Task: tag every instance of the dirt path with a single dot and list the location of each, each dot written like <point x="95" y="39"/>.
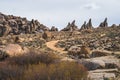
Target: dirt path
<point x="52" y="44"/>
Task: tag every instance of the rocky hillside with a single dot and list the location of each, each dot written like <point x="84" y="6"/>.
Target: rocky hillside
<point x="10" y="24"/>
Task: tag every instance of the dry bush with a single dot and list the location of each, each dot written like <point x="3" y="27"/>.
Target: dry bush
<point x="59" y="71"/>
<point x="33" y="58"/>
<point x="42" y="66"/>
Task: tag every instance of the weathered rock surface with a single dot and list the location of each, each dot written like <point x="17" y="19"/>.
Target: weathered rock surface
<point x="70" y="27"/>
<point x="104" y="23"/>
<point x="14" y="49"/>
<point x="10" y="24"/>
<point x="87" y="26"/>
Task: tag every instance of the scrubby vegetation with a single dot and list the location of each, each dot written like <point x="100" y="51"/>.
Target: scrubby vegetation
<point x="40" y="66"/>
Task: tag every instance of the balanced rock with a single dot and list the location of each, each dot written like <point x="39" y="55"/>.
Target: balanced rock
<point x="87" y="26"/>
<point x="104" y="23"/>
<point x="70" y="27"/>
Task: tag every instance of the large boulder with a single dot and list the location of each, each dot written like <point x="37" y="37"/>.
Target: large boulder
<point x="86" y="26"/>
<point x="14" y="49"/>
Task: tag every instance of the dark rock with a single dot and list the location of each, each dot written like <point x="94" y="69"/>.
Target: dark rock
<point x="104" y="23"/>
<point x="87" y="26"/>
<point x="114" y="25"/>
<point x="70" y="27"/>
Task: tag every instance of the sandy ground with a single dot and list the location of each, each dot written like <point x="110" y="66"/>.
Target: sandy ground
<point x="51" y="45"/>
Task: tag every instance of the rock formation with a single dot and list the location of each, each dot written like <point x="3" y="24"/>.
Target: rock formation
<point x="54" y="28"/>
<point x="104" y="23"/>
<point x="114" y="25"/>
<point x="87" y="26"/>
<point x="10" y="24"/>
<point x="70" y="27"/>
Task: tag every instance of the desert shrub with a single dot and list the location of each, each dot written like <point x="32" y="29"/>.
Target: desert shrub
<point x="3" y="55"/>
<point x="33" y="58"/>
<point x="67" y="71"/>
<point x="40" y="66"/>
<point x="58" y="71"/>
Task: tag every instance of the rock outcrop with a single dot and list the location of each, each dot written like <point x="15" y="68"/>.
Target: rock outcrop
<point x="54" y="28"/>
<point x="87" y="26"/>
<point x="14" y="49"/>
<point x="10" y="24"/>
<point x="70" y="27"/>
<point x="104" y="23"/>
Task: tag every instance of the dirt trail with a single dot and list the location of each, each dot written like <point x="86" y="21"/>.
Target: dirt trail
<point x="51" y="45"/>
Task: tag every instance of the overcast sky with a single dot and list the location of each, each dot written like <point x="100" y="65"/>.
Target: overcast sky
<point x="59" y="12"/>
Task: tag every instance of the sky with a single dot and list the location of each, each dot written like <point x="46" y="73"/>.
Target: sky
<point x="59" y="12"/>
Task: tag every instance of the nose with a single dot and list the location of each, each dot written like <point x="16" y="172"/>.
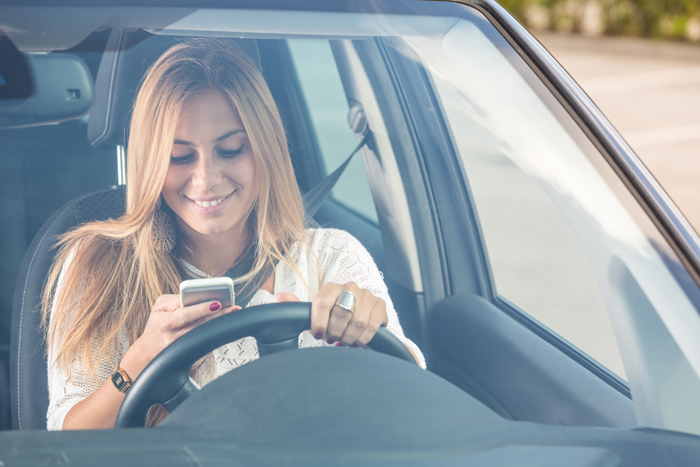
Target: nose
<point x="205" y="175"/>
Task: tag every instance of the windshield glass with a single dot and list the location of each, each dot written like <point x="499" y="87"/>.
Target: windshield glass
<point x="472" y="178"/>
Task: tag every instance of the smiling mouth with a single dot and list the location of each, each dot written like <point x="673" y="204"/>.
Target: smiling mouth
<point x="207" y="204"/>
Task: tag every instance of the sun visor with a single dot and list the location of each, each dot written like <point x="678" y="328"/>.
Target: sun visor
<point x="127" y="56"/>
<point x="63" y="91"/>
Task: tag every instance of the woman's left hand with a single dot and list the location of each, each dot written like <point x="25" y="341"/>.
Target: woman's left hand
<point x="336" y="324"/>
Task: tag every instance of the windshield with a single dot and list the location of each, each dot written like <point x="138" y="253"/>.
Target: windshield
<point x="476" y="178"/>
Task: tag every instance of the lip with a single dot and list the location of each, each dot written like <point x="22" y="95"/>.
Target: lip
<point x="210" y="209"/>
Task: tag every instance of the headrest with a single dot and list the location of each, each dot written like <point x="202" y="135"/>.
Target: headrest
<point x="127" y="56"/>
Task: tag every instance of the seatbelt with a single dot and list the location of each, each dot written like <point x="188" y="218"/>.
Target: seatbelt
<point x="313" y="199"/>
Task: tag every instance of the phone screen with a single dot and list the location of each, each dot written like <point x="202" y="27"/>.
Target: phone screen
<point x="194" y="295"/>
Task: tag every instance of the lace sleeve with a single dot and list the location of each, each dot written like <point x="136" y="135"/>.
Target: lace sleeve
<point x="343" y="259"/>
<point x="67" y="388"/>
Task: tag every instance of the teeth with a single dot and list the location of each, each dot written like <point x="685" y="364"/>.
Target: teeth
<point x="207" y="204"/>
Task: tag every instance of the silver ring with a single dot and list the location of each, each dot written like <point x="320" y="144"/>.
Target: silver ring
<point x="346" y="300"/>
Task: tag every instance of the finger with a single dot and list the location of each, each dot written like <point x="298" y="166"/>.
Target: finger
<point x="338" y="323"/>
<point x="321" y="306"/>
<point x="168" y="302"/>
<point x="206" y="318"/>
<point x="287" y="297"/>
<point x="358" y="320"/>
<point x="378" y="318"/>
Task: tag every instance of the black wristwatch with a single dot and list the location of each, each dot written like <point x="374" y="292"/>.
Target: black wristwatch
<point x="121" y="380"/>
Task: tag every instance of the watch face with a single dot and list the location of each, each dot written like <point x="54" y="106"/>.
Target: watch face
<point x="118" y="380"/>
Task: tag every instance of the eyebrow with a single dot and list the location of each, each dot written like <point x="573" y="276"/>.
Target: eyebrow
<point x="220" y="138"/>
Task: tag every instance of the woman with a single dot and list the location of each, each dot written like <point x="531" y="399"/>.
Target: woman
<point x="210" y="185"/>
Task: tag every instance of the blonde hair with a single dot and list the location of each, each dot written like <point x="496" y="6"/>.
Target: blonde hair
<point x="116" y="274"/>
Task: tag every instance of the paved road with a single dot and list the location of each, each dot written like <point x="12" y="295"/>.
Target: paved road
<point x="650" y="91"/>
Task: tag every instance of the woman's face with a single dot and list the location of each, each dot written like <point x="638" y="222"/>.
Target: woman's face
<point x="211" y="181"/>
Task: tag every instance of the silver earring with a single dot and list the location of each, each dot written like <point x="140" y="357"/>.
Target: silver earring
<point x="163" y="233"/>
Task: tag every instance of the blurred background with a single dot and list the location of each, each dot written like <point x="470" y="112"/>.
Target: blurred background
<point x="639" y="60"/>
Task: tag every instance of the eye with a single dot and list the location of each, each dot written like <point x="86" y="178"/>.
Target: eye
<point x="231" y="154"/>
<point x="182" y="160"/>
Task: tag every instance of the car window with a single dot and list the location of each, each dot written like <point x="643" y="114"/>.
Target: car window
<point x="325" y="99"/>
<point x="537" y="260"/>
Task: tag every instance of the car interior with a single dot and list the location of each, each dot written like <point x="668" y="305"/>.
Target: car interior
<point x="61" y="175"/>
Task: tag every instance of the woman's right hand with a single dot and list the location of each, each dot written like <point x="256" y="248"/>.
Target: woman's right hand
<point x="168" y="321"/>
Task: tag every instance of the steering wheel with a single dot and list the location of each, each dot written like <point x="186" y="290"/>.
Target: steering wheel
<point x="275" y="326"/>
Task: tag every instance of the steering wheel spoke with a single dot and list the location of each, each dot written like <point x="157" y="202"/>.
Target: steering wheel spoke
<point x="275" y="326"/>
<point x="186" y="390"/>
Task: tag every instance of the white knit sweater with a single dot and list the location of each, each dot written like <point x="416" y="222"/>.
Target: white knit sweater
<point x="342" y="259"/>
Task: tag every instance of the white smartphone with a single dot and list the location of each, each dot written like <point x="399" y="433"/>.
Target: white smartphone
<point x="197" y="291"/>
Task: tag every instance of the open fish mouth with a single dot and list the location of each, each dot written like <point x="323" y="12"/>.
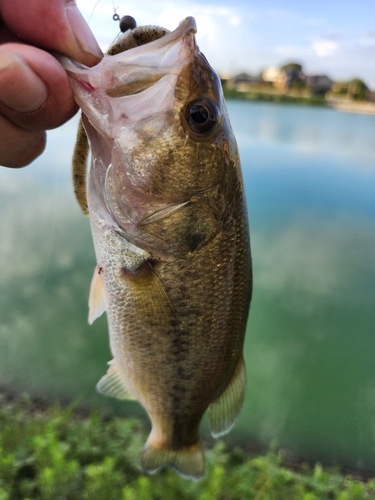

* _YOUR GOAL_
Collect every line of the records that contains the word "rocky", and copy each one in full.

* _WRITTEN SOLUTION_
Task: tag every instance of the rocky hillside with a single dot and list the location of each, each dot written like <point x="84" y="6"/>.
Target: rocky hillside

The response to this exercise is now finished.